◆ EXERCISE GOAL ◆
Lay out the records from their first line through the line containing "7;0;346;150" as a JSON list of strings, one string per line and no blank lines.
* Start DATA SUPPLIED *
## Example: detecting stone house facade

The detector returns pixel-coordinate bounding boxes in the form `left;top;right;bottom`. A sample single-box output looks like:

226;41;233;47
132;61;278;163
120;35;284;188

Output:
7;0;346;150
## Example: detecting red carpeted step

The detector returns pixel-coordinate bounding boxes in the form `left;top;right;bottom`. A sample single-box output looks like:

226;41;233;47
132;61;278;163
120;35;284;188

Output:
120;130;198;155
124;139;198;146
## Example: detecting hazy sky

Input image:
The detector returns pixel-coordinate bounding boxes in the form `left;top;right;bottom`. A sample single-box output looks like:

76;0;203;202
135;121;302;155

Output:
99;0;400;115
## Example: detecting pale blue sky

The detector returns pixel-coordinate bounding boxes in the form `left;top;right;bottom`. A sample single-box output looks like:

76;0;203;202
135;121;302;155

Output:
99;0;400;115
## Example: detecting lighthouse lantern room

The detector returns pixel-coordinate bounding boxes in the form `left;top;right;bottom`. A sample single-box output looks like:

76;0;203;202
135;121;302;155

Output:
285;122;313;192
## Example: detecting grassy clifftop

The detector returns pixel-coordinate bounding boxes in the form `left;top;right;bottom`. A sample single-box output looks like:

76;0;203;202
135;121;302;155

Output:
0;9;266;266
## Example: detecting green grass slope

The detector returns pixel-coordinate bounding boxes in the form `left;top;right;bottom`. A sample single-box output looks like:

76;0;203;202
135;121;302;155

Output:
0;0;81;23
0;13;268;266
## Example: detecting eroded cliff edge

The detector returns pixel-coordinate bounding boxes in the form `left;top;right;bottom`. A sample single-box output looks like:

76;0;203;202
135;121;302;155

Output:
* End DATA SUPPLIED *
◆ SOLUTION FOR THIS PROBLEM ◆
[
  "## Example: detecting stone house facade",
  "The detector returns pixel-coordinate bounding boxes in the form `left;top;right;bottom`. A sample single-box output looks like:",
  "226;41;233;47",
  "132;61;278;163",
  "120;35;284;188",
  "Output:",
  "7;0;346;150"
]